## Task statement
Lay out every line of the items below as a numbered list, skipping blank lines and omitting the pictures.

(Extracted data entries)
==================================================

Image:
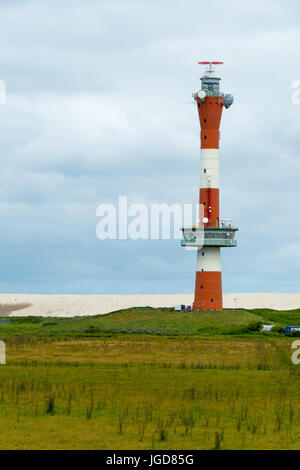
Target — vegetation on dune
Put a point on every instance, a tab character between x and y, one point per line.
150	379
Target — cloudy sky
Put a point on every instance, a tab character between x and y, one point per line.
99	105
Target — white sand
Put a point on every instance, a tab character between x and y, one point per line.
73	305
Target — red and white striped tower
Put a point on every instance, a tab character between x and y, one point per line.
217	233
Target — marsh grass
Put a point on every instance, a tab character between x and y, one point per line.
149	391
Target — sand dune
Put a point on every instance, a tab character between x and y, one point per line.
73	305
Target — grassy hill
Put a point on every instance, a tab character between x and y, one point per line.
149	321
150	379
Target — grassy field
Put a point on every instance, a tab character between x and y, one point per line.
150	379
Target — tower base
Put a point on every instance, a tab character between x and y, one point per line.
208	291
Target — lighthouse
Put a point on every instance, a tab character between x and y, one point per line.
211	232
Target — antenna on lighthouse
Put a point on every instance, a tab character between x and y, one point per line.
210	64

==================================================

## Output below
1. Image:
2. Target — vegetation on dune
3. Put a point on every instance, a tab character between x and y, one point per line.
4. 150	379
5. Target — cloudy sky
6. Put a point on every instance, a tab character between x and y, one point per line.
7. 99	105
8. Target — white sand
9. Put a point on every instance, a tab character between x and y, one point per line.
10. 73	305
11. Target — red and white striped tower
12. Put a point on every instance, a tab character between x and y, one point per line.
13. 217	233
14. Target — marsh grass
15. Put a point on every instance, a tab character between x and y, one point per line.
16. 149	391
17. Target — sand dune
18. Put a point on every instance, a tab character between x and y, one point per line.
19. 73	305
20. Target — grassy hill
21. Put a point on every instance, a tab character between x and y, one point per line.
22. 149	321
23. 150	379
24. Target — grassy field
25. Put a point on every instance, a tab character between x and y, one point per line.
26. 150	379
27. Target — tower base
28. Put a point on every instance, a tab character between x and y, one point per line.
29. 208	291
30. Target — lighthouse
31. Put a point on every instance, a tab character between x and y, one point per line.
32. 211	232
33. Target — antenna on lighthouse
34. Put a point on every instance, a tab character between x and y, one point per line.
35. 210	64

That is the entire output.